— Start —

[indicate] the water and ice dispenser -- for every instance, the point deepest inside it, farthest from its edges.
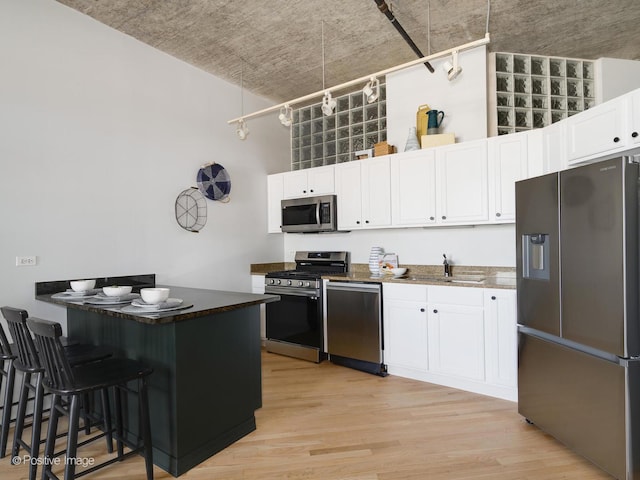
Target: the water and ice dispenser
(535, 256)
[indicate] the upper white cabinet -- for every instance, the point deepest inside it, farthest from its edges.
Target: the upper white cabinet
(413, 188)
(508, 156)
(275, 193)
(608, 128)
(309, 182)
(461, 183)
(364, 193)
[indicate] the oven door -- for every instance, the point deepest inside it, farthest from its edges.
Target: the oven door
(294, 324)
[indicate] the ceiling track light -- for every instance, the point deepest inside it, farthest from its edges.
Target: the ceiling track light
(328, 104)
(452, 69)
(371, 90)
(361, 80)
(286, 115)
(242, 130)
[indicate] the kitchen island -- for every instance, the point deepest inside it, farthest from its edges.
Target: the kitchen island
(206, 383)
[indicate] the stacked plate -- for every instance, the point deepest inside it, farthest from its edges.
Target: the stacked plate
(101, 299)
(73, 295)
(139, 306)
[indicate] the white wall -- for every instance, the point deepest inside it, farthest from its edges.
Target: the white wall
(464, 100)
(616, 77)
(98, 135)
(489, 245)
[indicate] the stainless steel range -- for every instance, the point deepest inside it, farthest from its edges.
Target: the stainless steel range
(295, 324)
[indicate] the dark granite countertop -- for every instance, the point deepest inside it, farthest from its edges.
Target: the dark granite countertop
(203, 302)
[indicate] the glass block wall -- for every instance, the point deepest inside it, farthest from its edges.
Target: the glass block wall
(318, 140)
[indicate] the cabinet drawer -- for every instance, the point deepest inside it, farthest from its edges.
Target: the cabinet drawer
(456, 296)
(411, 293)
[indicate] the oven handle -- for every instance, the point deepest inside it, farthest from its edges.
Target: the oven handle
(296, 292)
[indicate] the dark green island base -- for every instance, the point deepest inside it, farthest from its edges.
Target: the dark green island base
(207, 381)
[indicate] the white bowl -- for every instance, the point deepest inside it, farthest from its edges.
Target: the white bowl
(154, 295)
(82, 285)
(116, 291)
(397, 272)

— End —

What you will do: Copy out every item above, substituting "black stone countertop" for each occurrence of "dark granite countertop" and keeping everything else the same. Leave the pictures out.

Result for this exercise:
[indicate] the water and ice dispenser -- for every instance, the point deepest inside it, farthest from its edges.
Target: the water and ice dispenser
(535, 256)
[indicate] the upper white cabinet -- for every instance, the point deepest inside it, farthest from its edges.
Target: the upper white cabinet
(413, 188)
(508, 156)
(275, 193)
(608, 128)
(309, 182)
(461, 183)
(364, 193)
[indicate] the oven door -- for every instance, the point deepest inside it, farthest from its edges.
Target: the oven door
(294, 324)
[indicate] the ceiling track light -- for every instance, the point deepest inside it, farthest from its edges.
Target: the ceiling track light
(328, 104)
(452, 69)
(371, 90)
(361, 80)
(286, 115)
(242, 130)
[indicate] the kitchen island -- for every instance, the point deepest inside it, farthest from its edges.
Target: the kitchen island
(206, 383)
[indicate] the stacked plate -- for every instance, the point deepest inside it, farthest from its edges.
Target: the stacked plate
(101, 299)
(73, 295)
(139, 306)
[indicate] the white wall -- for every instance, the point deepest inside it, farthest from its edges.
Target: the white wall
(464, 100)
(616, 77)
(98, 135)
(489, 245)
[indicate] the stainless steel range -- for every instance, the point deepest inside it, farthest from its edges.
Target: the stainless steel range
(295, 324)
[indicate] the black stone countertop -- for every instance, the point deepest inside it, farthest from its edges.
Target: the black stone countertop
(203, 302)
[indicate] the glass block wall -- for every instance, the point deepest inside it, farthest from its edges.
Target: the glass block wall
(318, 140)
[indicate] the cabinet drawer -- for every instance, the point deepest inside it, farthest from its edges.
Target: the cabinet drawer
(456, 296)
(411, 293)
[indicate] the oven handle -- for every instance, the point deepest inside it, farthest from its edges.
Target: the oven handle
(296, 292)
[indicate] the dark green island base -- for every instance, the point deepest inside it, farthest from its edges.
Target: the dark green island base
(207, 381)
[indicate] the white bowl -- for every instance, the point deepest inside it, farthest from its edges.
Target: the white bowl
(154, 295)
(82, 285)
(116, 291)
(397, 272)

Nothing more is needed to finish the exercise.